= Die Aufgabe =
Stimmen die Aussagen (a), (b) und (c) mit dem Text über Wagenknechts neue Partei unten überein? Antworte jeweils mit Ja oder Nein und zitiere wörtlich die Stelle, die es entscheidet.
(a) Dem Verfasser reicht es, wenn die Partei keine gemeinsame Sache mit der AFD macht.
(b) Der Verfasser ist sicher, dass die Wagenknecht-Partei bei den Wahlen 25 Prozent erreicht.
(c) Wer die Grünen als gefährlichste Partei bezeichnet, verharmlost laut Text die AFD.

= Auszug =
Das ist blanke Polemik und eiskaltes Kalkül, bekommt sie doch dadurch mächtigen Beifall von der konservativen und rechten Wählerklientel, die sowieso mit den Grünen auf Kriegsfuß stehen. Aber die Grünen als gefährlichste Partei im Bundestag zu betiteln. Das geht zu weit.
Verharmlosung
Wer die Grünen als gefährlichste Partei betitelt, verharmlost die AFD und macht sie quasi salonfähig. Ich erwarte eine klare Abgrenzung zur AFD. Die Aussage, keine gemeinsame Sache mit der AFD zu machen reicht nicht. Trotz der vielfältigen Übereinstimmung mit den Zielen der AFD in der Migrationsfrage muss Wagenknechts neue Partei aufzeigen, dass die Politik der AFD rassistisch und demokratiefeindlich ist.
Ich bin nicht sicher, ob die Wagenknecht-Partei die prognostizierten 25 Prozent bei den Wahlen erreicht. Aber ich hoffe sehr, dass sie zumindest den Stimmenanteil der AFD gnadenlos zurecht stutzt.

= Erfasste Angaben =
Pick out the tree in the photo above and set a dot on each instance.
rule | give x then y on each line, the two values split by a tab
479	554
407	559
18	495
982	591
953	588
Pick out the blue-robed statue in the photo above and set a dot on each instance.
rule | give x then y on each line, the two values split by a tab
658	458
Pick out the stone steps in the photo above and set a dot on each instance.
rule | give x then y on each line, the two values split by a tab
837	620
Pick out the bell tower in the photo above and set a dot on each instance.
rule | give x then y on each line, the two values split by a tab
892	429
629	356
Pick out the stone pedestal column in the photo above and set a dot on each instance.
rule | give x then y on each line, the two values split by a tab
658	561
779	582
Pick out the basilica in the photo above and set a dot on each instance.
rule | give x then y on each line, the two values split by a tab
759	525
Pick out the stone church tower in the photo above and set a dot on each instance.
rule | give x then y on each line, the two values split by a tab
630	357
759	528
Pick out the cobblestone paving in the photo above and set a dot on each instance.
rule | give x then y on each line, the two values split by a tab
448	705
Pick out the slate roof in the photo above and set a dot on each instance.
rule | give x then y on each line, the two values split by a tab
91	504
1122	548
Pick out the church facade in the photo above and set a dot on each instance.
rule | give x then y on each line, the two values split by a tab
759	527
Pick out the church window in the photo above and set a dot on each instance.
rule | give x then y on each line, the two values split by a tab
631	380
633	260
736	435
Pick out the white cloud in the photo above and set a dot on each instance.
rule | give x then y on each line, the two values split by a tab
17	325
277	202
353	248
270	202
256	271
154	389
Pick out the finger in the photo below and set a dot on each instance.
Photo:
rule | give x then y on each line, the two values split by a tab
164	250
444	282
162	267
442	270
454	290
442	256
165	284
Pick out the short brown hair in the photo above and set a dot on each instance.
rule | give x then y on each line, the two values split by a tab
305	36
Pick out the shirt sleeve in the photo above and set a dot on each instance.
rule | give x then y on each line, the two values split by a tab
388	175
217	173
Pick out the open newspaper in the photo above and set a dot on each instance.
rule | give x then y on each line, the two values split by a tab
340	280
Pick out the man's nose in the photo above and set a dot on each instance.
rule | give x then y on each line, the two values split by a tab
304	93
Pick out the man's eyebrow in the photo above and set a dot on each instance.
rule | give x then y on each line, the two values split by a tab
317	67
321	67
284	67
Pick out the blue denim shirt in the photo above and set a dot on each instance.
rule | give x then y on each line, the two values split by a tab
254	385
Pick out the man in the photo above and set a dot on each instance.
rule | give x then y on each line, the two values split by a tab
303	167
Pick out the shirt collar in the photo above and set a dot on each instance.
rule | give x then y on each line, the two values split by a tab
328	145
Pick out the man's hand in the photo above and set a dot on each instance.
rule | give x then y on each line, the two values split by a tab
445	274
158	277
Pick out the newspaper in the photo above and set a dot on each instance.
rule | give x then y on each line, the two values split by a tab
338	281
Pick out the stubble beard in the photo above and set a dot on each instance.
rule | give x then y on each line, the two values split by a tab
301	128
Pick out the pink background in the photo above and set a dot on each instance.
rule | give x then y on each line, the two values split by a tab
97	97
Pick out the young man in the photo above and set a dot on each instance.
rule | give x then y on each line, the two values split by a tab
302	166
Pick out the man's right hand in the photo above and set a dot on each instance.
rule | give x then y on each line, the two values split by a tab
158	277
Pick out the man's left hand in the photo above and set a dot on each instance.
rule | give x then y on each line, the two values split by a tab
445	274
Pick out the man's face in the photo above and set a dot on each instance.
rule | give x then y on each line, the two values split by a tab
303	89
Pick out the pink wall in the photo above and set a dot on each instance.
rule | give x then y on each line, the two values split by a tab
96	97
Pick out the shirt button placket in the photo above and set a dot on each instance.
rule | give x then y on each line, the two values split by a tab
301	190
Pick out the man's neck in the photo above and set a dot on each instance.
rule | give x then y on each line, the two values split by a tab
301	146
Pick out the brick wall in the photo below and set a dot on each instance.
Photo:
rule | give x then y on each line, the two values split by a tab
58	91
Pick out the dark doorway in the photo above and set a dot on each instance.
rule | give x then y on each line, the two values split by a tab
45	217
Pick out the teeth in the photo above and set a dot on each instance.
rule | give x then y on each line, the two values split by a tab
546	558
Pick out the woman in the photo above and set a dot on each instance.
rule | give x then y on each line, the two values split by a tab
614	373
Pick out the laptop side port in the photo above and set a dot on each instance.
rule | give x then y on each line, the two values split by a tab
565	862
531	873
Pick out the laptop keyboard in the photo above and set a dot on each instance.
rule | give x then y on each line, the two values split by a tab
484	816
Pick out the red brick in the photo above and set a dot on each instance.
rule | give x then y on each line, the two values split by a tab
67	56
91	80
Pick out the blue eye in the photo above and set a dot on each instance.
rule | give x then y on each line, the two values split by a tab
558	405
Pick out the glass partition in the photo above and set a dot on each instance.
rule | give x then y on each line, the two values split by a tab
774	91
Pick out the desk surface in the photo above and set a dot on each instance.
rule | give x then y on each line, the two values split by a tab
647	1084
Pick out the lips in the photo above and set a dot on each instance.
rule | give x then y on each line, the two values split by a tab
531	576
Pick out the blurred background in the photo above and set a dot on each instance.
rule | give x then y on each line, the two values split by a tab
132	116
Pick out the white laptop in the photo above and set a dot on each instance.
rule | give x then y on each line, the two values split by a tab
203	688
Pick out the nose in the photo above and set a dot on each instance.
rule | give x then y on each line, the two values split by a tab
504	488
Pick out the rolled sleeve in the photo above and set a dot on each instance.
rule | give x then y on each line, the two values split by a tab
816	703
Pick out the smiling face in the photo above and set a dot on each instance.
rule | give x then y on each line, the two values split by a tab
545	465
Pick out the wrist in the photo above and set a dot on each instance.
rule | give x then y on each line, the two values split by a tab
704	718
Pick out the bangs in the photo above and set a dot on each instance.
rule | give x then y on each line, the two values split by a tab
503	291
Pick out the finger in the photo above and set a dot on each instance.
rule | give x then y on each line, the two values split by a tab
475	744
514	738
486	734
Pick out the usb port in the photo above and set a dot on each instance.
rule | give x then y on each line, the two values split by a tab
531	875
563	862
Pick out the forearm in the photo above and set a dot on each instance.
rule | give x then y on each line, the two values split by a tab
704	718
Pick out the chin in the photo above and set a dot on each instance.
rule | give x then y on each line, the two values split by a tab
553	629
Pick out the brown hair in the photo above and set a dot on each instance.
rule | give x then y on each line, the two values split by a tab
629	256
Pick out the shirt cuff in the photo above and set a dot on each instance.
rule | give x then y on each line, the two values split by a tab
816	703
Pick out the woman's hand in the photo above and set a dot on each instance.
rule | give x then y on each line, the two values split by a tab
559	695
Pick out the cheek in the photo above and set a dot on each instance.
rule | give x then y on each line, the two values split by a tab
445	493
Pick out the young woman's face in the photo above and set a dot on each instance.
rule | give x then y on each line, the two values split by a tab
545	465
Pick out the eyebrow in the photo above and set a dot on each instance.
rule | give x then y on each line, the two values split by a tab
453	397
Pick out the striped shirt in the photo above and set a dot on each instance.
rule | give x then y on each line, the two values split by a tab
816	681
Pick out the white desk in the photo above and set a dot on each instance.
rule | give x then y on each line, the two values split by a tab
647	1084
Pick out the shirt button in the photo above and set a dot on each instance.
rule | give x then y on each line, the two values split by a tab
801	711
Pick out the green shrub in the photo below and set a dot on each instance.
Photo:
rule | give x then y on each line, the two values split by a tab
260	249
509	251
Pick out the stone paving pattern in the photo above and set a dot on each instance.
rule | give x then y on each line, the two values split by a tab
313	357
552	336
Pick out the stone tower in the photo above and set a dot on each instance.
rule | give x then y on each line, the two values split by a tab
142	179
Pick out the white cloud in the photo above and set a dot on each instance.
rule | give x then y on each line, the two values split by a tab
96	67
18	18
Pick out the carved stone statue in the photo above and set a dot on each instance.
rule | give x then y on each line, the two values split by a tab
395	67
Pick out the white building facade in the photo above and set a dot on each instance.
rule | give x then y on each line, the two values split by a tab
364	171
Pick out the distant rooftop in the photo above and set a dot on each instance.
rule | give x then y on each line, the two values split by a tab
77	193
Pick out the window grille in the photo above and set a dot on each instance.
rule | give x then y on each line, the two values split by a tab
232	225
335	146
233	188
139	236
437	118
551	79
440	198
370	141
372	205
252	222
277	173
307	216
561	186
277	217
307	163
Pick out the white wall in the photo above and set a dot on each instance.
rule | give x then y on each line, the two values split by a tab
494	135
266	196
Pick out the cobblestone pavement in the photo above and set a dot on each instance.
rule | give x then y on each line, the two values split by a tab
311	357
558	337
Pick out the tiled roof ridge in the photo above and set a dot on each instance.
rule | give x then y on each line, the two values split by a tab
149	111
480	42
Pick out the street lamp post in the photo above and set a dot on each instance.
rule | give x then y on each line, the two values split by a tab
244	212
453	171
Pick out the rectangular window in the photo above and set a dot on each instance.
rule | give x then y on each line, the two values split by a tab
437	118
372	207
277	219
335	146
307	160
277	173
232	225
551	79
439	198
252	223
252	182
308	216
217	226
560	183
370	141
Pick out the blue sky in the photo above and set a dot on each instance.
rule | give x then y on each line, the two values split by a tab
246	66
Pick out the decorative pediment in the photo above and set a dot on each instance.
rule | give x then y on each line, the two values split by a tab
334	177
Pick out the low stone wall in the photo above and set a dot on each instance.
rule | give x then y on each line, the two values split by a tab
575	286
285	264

= Das Ergebnis =
(a) Nein: „Die Aussage, keine gemeinsame Sache mit der AFD zu machen reicht nicht.“
(b) Nein: „Ich bin nicht sicher, ob die Wagenknecht-Partei die prognostizierten 25 Prozent bei den Wahlen erreicht.“
(c) Ja: „Wer die Grünen als gefährlichste Partei betitelt, verharmlost die AFD und macht sie quasi salonfähig.“